> _Instructions for the task_
Reproduce the text on Data Catalog utility jobs word for word, from start to finish.

> _Text block_
= = = =

Utility jobs
You can use the Data Catalog utility tools to update dashboards, and troubleshoot discovery and metadata details. Extended profiling generates resource metadata used for discoveries that reside in the discovery cache. Use the following tools to troubleshoot specific data in the discovery cache for qualifying discovery operations, updating dashboards, and resolving metadata inconsistencies.
To open Tools from any page, select the Tools icon in the left toolbar of the navigation pane. The Tools page opens.
Tools include:
Maintaining the discovery cache (DiscoveryCacheCompactor)
Removes unused MapFile directories and merges small MapFile directories. It is a distributed replacement for
RepoCacheMaintenance
.
Run a Data Rationalization job
Reports details about duplicated and overlapping data. Use this utility to populate the Data Rationalization dashboard.
Use this tool to encrypt your plain text values for use in a Data Catalog configuration.
Utils
You can perform the following actions on CSV files:
- Export all the lineages (ExportLineage)
- Import all lineages (ImportLineage)
The output size from some of these utilities may be large. As a best practice, you should redirect the console output to a temporary file.
Maintaining the discovery cache
As a best practice, you should maintain the discovery cache by removing unused MapFile directories and merging small MapFile directories. The Data Catalog discovery cache is a repository containing large properties of entities generated during profiling and term propagation. Large properties are used in term propagation, lineage discovery, and in some instances regular expression evaluation.
The location and content of the discovery cache are controlled by configuration settings made in the Configurations user interface page. To change a configuration setting, go to Management and click View Configuration on the Configuration card. Then enter a keyword in the search box to search for a specific configuration setting.

= = = =

Data listing
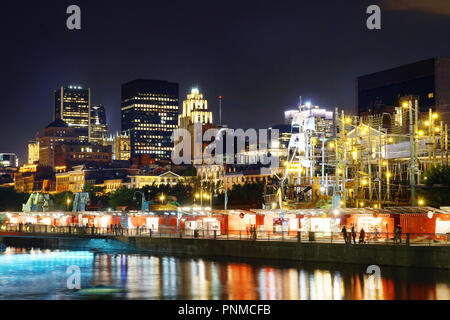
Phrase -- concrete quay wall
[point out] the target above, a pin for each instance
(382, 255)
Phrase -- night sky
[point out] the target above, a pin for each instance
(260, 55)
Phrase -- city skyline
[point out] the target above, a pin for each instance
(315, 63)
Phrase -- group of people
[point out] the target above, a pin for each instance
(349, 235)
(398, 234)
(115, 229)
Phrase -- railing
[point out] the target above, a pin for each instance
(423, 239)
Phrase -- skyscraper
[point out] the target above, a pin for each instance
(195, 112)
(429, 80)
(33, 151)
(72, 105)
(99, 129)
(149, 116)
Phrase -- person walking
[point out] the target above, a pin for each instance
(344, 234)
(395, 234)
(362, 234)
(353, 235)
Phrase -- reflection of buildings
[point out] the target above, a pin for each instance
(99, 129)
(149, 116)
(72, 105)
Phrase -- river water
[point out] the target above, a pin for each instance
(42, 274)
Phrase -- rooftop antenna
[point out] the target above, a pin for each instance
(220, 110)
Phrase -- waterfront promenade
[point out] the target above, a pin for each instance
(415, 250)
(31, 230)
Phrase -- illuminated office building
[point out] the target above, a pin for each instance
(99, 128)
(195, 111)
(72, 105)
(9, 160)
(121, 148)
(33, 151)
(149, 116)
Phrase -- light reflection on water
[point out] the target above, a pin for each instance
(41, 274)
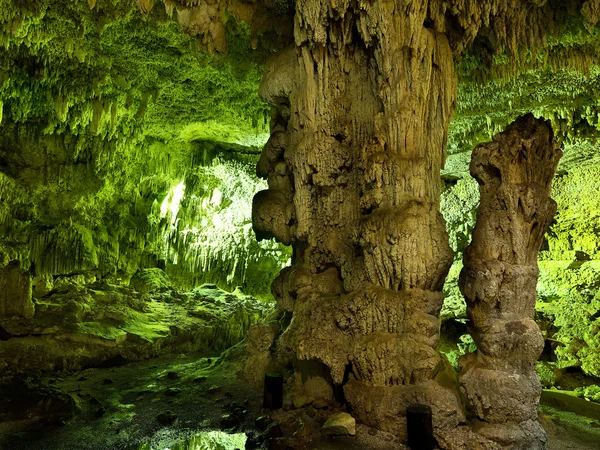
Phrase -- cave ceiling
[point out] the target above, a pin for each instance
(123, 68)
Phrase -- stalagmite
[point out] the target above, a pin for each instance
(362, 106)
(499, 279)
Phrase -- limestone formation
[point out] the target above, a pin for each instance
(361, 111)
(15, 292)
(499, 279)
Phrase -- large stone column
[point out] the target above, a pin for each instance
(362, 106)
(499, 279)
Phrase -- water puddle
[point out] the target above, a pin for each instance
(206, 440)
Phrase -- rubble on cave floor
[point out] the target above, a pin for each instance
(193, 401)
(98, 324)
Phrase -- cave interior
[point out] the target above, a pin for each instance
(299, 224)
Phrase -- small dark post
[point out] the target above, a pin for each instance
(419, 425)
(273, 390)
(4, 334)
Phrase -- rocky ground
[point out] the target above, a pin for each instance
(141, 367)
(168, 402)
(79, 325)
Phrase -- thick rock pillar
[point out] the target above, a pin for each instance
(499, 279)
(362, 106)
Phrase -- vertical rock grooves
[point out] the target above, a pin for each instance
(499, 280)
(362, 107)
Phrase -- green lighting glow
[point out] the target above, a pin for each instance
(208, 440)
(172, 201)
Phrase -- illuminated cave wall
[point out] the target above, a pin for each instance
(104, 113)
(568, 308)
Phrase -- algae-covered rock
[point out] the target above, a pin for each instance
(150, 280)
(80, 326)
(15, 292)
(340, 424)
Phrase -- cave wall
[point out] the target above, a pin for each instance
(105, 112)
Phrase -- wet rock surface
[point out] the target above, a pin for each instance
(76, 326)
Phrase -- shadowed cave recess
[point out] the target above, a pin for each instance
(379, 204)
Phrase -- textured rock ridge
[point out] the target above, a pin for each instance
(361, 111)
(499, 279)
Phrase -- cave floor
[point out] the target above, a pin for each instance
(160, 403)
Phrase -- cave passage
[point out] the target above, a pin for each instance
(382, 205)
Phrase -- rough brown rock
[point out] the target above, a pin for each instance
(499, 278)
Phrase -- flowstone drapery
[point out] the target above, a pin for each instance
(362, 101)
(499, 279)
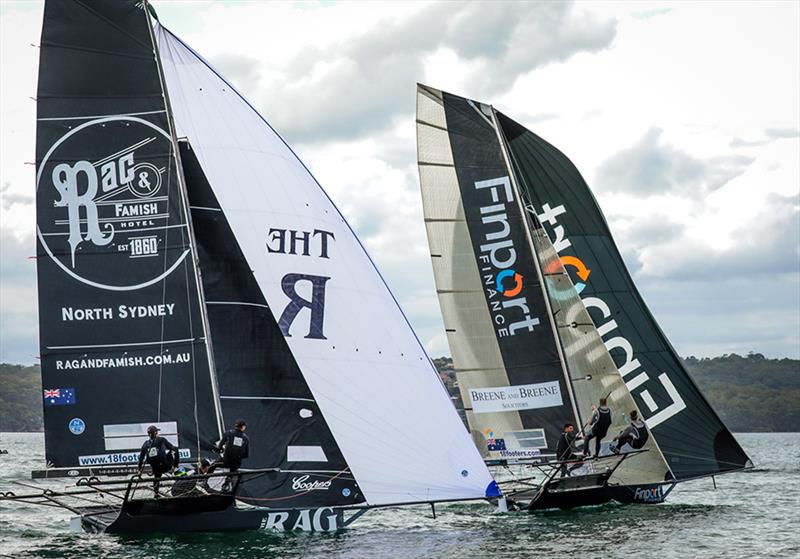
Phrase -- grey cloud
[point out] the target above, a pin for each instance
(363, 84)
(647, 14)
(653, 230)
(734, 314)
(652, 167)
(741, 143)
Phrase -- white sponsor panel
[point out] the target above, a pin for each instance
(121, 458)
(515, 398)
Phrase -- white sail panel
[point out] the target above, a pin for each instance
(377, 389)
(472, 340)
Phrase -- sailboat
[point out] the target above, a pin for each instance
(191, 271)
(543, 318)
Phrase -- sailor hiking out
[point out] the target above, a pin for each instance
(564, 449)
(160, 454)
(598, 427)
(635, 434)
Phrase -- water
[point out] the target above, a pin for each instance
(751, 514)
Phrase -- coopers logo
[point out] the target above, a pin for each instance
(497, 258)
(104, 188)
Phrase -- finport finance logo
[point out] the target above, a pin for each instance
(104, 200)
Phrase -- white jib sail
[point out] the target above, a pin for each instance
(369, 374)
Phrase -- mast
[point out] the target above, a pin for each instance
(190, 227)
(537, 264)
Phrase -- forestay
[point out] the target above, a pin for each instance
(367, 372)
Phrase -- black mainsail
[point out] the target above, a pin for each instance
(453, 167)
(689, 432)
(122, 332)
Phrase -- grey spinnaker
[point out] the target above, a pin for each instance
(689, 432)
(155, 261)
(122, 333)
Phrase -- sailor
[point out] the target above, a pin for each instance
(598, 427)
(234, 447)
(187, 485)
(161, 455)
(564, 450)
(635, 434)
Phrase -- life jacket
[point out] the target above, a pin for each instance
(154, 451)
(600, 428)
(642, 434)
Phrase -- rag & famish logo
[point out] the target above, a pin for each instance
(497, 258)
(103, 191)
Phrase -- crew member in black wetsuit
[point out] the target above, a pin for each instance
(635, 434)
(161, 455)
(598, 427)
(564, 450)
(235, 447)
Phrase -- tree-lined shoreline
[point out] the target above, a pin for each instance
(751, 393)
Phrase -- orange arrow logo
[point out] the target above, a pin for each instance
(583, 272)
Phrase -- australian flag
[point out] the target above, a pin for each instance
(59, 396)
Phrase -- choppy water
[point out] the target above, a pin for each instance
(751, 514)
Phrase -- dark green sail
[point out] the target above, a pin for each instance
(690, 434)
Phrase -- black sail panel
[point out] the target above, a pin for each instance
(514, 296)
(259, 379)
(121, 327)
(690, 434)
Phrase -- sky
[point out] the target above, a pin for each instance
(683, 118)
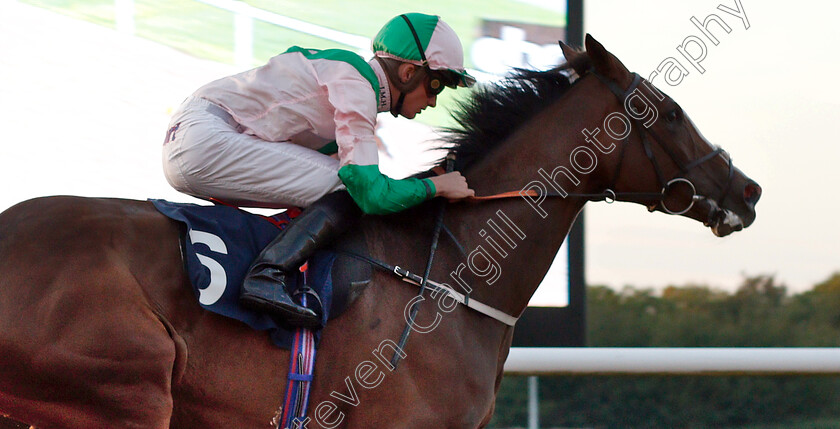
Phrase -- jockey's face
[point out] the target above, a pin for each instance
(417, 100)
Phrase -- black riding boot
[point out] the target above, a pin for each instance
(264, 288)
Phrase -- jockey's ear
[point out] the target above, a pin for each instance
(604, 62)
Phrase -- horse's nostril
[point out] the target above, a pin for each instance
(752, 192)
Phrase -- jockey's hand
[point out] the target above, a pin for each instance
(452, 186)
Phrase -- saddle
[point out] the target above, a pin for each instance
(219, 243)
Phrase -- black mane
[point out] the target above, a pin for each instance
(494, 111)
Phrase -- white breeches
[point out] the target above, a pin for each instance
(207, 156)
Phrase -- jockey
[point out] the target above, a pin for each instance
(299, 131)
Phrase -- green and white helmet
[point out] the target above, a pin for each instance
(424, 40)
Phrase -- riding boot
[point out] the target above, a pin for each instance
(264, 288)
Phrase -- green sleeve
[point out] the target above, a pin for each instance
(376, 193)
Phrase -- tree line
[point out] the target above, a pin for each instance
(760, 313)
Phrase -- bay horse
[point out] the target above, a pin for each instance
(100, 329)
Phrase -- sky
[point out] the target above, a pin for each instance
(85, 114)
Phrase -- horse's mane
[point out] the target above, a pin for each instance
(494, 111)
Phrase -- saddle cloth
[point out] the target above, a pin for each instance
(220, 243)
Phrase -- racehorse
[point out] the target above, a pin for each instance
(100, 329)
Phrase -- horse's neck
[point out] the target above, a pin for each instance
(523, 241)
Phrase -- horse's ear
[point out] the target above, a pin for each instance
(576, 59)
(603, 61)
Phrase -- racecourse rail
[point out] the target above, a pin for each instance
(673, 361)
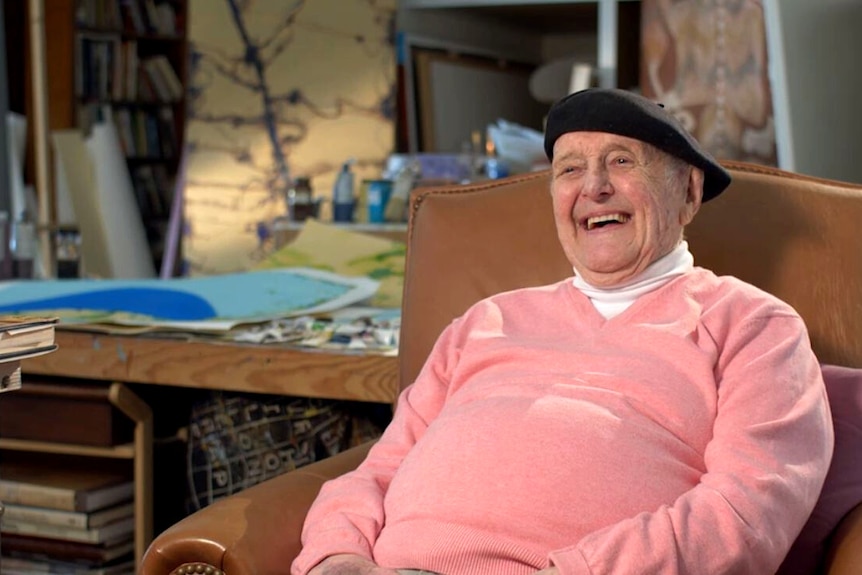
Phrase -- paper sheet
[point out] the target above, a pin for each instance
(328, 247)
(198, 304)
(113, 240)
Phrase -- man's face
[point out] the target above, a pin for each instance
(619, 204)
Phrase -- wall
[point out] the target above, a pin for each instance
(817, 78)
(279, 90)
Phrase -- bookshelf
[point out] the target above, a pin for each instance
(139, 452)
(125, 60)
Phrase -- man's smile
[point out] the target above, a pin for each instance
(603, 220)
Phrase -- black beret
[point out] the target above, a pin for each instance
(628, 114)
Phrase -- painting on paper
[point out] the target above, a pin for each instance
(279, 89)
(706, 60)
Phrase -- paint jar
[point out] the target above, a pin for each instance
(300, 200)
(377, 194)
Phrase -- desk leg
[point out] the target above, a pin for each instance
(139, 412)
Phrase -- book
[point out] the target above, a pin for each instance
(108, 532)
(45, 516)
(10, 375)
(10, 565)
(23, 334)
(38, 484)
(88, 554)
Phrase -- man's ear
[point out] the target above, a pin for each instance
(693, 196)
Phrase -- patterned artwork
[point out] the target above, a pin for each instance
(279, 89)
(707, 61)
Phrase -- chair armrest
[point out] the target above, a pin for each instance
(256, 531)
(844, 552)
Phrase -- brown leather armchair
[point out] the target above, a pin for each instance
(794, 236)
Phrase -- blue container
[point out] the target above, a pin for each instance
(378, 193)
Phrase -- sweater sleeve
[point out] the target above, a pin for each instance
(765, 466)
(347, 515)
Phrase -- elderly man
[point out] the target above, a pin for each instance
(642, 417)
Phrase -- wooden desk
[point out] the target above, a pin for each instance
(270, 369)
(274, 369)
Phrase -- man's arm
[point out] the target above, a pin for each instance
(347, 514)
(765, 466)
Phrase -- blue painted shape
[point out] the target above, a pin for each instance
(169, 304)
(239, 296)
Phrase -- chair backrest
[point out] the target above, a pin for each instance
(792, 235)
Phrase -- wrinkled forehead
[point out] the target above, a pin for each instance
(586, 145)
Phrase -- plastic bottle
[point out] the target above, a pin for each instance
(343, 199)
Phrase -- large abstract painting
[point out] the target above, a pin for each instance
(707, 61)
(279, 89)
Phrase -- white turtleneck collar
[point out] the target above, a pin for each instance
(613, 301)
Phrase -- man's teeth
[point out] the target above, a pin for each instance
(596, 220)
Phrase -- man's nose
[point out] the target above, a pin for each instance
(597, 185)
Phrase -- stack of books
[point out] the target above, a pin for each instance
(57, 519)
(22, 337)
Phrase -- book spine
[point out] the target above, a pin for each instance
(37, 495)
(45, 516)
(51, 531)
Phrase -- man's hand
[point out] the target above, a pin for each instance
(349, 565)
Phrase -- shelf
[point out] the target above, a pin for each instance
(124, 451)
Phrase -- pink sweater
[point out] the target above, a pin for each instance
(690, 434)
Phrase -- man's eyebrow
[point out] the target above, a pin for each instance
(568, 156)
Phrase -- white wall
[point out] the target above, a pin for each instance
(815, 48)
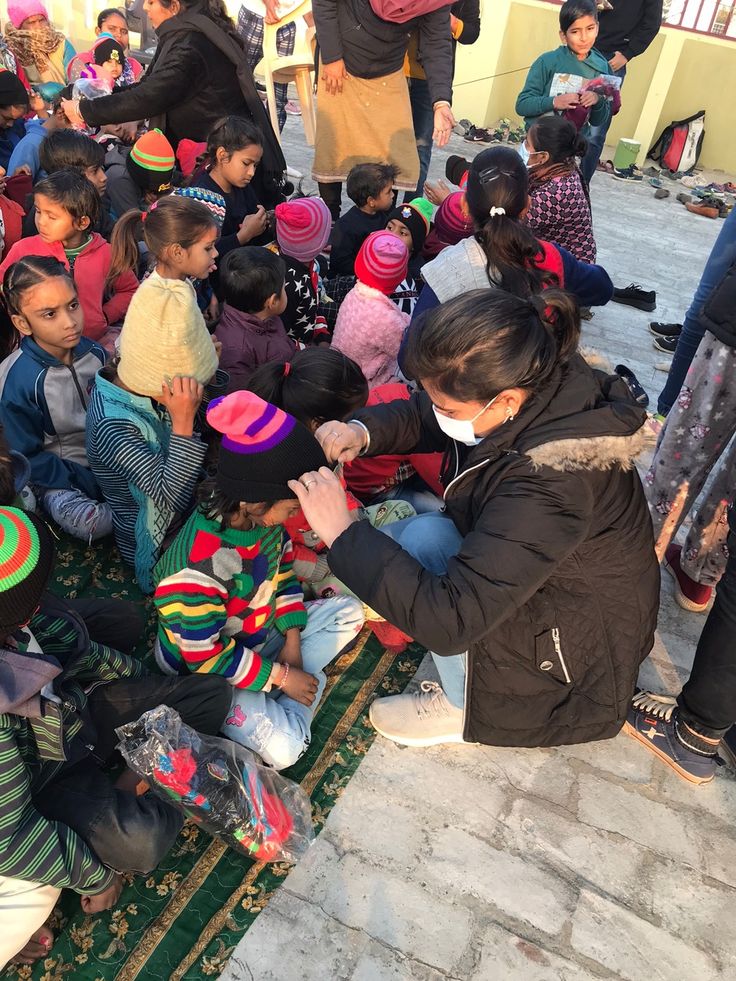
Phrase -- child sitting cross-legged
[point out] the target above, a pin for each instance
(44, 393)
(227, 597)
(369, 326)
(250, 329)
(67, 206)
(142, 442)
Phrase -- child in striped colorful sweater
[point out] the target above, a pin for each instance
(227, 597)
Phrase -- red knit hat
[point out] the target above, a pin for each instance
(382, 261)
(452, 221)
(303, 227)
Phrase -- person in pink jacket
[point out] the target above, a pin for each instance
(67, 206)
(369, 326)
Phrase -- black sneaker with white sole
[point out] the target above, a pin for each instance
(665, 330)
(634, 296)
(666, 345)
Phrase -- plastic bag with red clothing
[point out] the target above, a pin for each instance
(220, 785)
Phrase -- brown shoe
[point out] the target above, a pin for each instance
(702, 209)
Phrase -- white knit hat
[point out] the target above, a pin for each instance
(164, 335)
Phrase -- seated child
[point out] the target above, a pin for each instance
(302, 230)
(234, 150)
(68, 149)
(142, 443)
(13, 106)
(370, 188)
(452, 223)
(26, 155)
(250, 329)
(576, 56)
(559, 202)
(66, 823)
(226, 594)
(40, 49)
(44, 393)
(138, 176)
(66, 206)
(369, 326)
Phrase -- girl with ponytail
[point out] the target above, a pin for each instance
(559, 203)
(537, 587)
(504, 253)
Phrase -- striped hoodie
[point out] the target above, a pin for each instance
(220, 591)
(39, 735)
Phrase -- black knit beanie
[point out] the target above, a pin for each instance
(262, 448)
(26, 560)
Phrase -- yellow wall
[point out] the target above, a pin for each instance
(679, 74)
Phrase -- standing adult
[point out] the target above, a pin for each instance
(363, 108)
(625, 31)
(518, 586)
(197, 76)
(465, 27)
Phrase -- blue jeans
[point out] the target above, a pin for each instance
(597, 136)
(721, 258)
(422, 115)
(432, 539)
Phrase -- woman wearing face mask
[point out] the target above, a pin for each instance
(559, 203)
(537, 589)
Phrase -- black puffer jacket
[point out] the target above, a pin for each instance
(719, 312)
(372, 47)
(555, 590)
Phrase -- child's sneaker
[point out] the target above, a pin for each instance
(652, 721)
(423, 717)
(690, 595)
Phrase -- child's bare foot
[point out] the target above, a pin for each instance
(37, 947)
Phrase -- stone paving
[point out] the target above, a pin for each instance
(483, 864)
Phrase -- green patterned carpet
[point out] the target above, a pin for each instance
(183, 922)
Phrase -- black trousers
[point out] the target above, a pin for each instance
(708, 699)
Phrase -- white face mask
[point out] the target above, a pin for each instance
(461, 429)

= = = =

> _Output below_
Utility jobs
You can use the Data Catalog utility tools to update dashboards, and troubleshoot discovery and metadata details. Extended profiling generates resource metadata used for discoveries that reside in the discovery cache. Use the following tools to troubleshoot specific data in the discovery cache for qualifying discovery operations, updating dashboards, and resolving metadata inconsistencies.
To open Tools from any page, select the Tools icon in the left toolbar of the navigation pane. The Tools page opens.
Tools include:
Maintaining the discovery cache (DiscoveryCacheCompactor)
Removes unused MapFile directories and merges small MapFile directories. It is a distributed replacement for
RepoCacheMaintenance
.
Run a Data Rationalization job
Reports details about duplicated and overlapping data. Use this utility to populate the Data Rationalization dashboard.
Use this tool to encrypt your plain text values for use in a Data Catalog configuration.
Utils
You can perform the following actions on CSV files:
- Export all the lineages (ExportLineage)
- Import all lineages (ImportLineage)
The output size from some of these utilities may be large. As a best practice, you should redirect the console output to a temporary file.
Maintaining the discovery cache
As a best practice, you should maintain the discovery cache by removing unused MapFile directories and merging small MapFile directories. The Data Catalog discovery cache is a repository containing large properties of entities generated during profiling and term propagation. Large properties are used in term propagation, lineage discovery, and in some instances regular expression evaluation.
The location and content of the discovery cache are controlled by configuration settings made in the Configurations user interface page. To change a configuration setting, go to Management and click View Configuration on the Configuration card. Then enter a keyword in the search box to search for a specific configuration setting.